* **WHAT YOU SHOULD DO**
Copy everything from the start of the entries down to the line containing "170 155 L 165", including that line. Leave the pictures out of your copy.

⟨

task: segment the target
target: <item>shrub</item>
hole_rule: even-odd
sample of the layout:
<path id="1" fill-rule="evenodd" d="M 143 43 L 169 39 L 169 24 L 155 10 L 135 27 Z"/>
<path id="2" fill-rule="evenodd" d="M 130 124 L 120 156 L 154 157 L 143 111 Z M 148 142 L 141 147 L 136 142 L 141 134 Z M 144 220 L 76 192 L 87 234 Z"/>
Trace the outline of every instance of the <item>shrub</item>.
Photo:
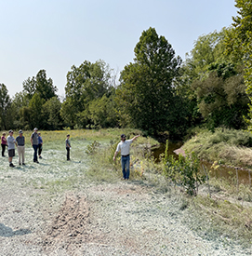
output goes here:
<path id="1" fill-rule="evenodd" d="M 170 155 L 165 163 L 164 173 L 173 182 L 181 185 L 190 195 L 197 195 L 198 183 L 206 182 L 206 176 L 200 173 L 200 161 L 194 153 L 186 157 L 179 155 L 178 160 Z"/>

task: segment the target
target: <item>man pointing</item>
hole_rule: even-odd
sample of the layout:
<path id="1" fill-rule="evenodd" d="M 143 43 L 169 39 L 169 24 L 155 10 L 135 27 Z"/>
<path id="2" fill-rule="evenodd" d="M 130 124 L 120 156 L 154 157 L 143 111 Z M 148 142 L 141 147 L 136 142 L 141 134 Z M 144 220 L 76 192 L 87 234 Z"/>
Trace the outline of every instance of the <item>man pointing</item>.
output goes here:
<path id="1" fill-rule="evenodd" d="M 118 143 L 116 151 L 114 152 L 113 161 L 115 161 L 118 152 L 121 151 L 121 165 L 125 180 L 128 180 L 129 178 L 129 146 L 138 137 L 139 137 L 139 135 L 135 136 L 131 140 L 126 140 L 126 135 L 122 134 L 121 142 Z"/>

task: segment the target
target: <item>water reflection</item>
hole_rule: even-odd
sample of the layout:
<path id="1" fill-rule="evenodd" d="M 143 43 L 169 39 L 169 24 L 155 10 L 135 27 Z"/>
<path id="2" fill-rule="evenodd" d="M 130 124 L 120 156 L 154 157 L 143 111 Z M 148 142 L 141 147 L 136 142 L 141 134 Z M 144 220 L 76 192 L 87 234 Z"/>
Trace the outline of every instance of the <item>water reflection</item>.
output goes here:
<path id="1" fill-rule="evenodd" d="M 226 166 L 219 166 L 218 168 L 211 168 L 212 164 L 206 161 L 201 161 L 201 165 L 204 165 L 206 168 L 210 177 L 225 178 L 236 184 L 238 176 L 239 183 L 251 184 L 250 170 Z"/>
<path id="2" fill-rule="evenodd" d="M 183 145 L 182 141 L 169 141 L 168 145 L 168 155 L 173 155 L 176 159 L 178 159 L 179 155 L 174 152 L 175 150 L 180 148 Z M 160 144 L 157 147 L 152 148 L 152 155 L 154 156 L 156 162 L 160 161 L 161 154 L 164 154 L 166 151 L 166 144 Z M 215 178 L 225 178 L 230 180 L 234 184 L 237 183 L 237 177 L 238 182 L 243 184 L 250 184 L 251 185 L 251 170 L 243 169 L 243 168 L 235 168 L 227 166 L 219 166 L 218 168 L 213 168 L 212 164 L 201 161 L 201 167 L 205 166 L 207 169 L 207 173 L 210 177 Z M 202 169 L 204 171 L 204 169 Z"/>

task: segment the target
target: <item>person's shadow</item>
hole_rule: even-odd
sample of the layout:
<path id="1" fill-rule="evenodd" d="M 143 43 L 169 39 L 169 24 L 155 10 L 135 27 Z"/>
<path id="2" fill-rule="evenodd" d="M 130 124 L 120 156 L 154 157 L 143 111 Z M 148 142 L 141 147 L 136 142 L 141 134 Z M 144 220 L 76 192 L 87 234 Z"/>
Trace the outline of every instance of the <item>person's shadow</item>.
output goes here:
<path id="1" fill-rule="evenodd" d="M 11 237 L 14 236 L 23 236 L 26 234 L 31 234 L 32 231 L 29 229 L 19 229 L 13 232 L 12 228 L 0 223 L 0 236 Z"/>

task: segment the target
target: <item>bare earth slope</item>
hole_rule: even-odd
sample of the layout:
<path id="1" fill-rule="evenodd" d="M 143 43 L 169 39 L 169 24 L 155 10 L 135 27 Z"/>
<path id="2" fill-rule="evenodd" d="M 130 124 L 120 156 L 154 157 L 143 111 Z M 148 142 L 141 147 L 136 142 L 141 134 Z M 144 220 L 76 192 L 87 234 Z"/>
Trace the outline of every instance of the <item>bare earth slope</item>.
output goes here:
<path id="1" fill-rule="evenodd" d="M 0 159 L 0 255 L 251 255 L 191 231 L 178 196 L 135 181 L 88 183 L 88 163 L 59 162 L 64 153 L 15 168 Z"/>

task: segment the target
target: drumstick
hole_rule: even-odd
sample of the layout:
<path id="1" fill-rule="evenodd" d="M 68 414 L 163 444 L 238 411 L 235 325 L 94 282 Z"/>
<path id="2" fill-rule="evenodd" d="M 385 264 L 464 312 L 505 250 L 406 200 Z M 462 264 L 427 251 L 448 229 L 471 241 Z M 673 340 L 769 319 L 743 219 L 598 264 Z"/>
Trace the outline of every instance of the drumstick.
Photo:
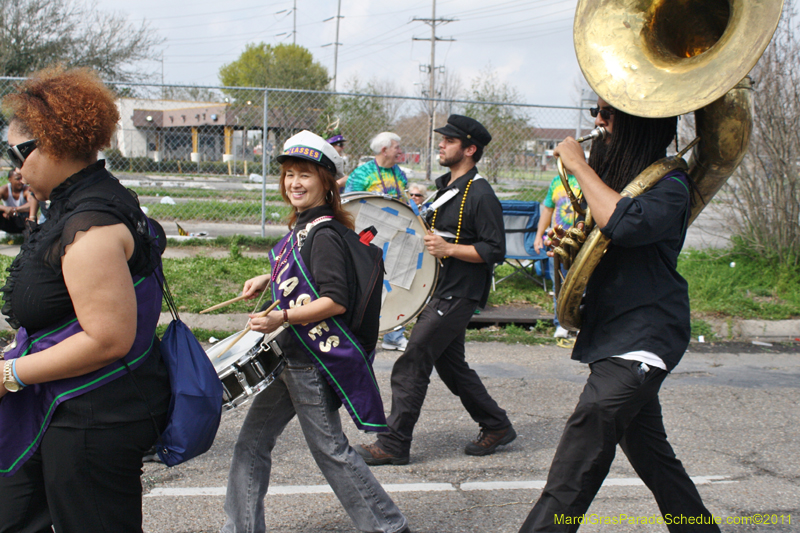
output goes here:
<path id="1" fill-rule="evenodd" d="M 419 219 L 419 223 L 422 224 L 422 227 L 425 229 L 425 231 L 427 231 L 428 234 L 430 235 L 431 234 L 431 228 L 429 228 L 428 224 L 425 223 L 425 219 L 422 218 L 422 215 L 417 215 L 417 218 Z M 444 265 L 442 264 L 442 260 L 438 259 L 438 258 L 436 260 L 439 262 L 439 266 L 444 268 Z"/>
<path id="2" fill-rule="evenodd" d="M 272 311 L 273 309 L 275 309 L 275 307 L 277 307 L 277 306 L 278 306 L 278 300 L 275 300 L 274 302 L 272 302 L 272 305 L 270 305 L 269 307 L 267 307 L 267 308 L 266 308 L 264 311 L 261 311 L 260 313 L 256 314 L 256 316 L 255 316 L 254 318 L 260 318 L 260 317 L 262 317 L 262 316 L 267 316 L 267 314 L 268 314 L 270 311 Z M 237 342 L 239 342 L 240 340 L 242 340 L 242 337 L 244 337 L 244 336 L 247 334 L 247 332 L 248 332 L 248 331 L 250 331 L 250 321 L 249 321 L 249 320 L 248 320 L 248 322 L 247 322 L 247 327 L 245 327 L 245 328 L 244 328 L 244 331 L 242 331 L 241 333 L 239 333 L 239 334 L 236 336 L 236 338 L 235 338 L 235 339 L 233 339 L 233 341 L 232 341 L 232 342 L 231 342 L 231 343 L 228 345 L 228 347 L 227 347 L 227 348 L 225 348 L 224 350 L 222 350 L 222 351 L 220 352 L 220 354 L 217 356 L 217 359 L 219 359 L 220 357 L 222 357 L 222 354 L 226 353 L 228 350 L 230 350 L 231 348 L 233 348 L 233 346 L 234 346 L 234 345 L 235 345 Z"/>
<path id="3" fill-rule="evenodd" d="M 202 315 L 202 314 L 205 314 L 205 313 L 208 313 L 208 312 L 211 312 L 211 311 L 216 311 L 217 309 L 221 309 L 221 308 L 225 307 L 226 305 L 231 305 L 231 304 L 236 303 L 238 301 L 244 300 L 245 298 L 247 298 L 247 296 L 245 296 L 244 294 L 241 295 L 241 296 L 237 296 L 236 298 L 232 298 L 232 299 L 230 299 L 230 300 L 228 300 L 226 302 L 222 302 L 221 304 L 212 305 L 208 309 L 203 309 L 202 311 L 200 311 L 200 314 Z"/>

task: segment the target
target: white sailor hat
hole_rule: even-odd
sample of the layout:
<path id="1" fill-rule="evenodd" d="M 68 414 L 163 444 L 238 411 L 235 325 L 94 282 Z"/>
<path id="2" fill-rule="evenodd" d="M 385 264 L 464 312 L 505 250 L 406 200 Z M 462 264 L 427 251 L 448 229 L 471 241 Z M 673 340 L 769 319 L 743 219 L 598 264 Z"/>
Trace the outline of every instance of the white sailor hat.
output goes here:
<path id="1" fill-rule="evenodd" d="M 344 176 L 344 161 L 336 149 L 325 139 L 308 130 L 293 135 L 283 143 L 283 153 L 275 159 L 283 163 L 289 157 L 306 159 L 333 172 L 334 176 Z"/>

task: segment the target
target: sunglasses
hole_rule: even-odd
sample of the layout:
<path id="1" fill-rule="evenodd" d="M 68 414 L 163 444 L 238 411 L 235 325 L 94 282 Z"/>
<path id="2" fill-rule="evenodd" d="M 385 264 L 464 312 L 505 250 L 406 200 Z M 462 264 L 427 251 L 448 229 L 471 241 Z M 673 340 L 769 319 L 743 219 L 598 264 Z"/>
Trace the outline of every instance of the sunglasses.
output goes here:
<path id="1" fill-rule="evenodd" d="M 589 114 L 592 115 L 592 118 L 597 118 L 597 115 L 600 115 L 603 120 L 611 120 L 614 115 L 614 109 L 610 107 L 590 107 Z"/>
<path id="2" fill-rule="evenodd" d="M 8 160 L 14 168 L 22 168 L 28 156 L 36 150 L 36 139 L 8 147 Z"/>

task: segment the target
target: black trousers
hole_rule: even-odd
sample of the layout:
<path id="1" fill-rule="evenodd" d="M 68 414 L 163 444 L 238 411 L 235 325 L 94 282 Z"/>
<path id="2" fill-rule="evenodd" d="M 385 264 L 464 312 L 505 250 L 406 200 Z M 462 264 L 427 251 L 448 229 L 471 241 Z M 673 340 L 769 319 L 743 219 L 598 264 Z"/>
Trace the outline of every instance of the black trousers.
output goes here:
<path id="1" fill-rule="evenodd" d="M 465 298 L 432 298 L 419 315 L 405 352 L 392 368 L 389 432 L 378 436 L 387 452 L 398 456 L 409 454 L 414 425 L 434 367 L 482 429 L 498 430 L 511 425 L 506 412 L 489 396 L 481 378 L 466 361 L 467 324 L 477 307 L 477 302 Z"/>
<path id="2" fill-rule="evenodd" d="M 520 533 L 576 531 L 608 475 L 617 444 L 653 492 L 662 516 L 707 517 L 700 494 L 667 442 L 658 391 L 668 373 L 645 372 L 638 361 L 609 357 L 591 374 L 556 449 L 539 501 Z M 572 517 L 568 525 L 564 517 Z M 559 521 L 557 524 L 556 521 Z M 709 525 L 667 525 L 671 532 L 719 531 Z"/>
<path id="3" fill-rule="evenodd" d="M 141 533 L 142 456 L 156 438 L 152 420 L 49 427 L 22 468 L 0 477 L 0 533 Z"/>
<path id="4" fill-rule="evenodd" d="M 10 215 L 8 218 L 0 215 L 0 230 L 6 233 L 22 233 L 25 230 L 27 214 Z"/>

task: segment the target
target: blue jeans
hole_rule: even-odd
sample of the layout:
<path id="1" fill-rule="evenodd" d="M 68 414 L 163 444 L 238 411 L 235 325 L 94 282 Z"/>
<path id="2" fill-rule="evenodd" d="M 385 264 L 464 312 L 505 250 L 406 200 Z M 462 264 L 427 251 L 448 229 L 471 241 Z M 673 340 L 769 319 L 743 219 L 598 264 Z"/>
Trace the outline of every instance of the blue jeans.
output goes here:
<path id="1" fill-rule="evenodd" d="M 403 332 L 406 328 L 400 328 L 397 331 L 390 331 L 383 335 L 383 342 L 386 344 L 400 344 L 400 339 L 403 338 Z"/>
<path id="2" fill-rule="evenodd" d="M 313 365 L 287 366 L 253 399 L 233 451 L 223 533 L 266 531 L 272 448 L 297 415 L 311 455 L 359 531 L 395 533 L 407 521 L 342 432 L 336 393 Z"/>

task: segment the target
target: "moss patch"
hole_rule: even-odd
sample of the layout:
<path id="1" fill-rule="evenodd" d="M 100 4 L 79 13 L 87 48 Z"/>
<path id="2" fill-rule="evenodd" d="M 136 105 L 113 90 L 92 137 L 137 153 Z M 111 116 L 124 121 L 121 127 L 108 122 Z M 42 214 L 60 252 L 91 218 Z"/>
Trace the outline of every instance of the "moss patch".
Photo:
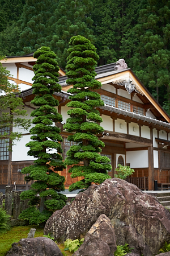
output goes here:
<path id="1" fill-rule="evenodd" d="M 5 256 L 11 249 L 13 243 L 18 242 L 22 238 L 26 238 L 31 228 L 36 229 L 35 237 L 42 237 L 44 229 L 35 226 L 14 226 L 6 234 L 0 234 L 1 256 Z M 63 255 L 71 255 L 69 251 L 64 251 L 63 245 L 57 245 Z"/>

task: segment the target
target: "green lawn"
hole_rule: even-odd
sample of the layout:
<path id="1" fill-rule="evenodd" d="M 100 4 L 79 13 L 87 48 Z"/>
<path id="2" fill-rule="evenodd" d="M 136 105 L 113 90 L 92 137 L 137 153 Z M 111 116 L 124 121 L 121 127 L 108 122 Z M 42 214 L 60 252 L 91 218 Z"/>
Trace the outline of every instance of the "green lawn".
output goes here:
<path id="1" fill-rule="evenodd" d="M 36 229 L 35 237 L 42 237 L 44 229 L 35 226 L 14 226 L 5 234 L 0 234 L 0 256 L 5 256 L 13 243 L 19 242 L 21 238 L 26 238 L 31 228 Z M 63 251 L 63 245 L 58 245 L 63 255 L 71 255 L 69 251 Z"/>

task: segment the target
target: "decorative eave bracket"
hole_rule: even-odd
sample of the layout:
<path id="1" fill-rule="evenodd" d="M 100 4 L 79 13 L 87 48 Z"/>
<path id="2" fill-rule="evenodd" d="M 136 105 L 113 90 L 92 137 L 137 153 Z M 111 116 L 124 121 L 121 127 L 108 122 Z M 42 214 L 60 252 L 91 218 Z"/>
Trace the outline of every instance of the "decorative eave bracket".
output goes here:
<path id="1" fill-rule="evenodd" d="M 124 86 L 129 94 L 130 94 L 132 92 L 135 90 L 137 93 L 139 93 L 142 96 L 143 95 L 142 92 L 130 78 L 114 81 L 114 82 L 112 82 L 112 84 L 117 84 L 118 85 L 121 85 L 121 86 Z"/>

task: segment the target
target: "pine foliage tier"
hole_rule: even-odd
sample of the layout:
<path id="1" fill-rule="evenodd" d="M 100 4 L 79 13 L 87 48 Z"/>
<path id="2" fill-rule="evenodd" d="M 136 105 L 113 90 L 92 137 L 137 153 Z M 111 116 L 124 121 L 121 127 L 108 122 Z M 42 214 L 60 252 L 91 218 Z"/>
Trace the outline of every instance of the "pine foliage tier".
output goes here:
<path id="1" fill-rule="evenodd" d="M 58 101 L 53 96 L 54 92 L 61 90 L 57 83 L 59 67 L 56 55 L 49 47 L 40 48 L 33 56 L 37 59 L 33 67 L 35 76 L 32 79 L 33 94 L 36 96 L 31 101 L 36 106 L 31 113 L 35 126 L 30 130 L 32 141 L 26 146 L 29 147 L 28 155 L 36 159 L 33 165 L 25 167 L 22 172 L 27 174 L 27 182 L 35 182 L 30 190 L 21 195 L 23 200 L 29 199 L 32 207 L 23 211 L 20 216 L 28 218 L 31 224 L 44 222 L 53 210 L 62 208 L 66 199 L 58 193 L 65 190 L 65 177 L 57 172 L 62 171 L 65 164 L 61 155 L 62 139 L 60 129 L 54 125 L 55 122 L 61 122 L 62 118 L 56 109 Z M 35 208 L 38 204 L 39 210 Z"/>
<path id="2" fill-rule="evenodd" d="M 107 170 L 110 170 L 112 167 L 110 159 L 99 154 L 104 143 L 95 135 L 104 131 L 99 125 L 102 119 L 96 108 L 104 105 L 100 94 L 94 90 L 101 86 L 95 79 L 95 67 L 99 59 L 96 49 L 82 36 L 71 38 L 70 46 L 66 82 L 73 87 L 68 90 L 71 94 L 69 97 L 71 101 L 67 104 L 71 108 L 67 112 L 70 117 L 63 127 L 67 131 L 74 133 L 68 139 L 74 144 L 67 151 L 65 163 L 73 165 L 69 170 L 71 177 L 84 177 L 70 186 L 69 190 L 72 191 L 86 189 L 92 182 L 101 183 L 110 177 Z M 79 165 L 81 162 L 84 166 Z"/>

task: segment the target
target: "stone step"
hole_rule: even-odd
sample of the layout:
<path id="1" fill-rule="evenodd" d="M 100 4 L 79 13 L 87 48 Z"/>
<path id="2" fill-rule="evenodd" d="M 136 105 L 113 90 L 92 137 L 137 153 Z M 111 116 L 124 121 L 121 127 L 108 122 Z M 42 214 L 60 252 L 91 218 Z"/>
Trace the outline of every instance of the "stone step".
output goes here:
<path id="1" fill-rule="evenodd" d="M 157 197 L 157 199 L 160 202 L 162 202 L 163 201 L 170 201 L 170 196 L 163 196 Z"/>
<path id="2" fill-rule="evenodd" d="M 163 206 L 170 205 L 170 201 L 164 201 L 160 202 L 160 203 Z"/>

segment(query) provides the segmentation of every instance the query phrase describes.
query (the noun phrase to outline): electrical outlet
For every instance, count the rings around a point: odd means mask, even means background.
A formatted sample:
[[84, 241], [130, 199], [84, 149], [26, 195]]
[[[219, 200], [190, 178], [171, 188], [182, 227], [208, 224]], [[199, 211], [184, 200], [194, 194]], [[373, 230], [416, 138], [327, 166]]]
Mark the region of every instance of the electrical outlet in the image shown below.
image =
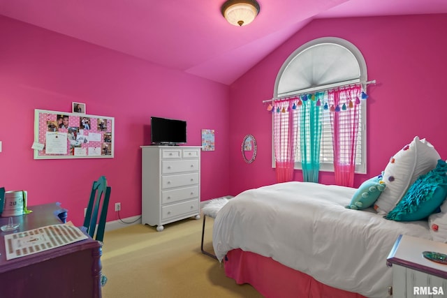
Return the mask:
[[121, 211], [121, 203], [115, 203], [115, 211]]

⟩

* **SOLUTION TO THIS EXERCISE**
task: segment the target
target: <item>shrub</item>
hole_rule: even-odd
sample of the layout:
<path id="1" fill-rule="evenodd" d="M 143 43 L 169 39 L 169 24 L 155 10 L 135 27 Z"/>
<path id="2" fill-rule="evenodd" d="M 130 124 L 120 156 L 154 157 L 143 111 Z M 148 142 L 141 147 L 136 142 L 141 134 Z M 144 220 L 76 192 L 87 234 Z"/>
Trace the outline of every instance of the <item>shrub</item>.
Photo:
output goes here:
<path id="1" fill-rule="evenodd" d="M 170 155 L 165 163 L 164 173 L 173 182 L 181 185 L 190 195 L 197 195 L 198 183 L 206 182 L 206 176 L 200 173 L 200 161 L 194 153 L 186 157 L 179 155 L 178 160 Z"/>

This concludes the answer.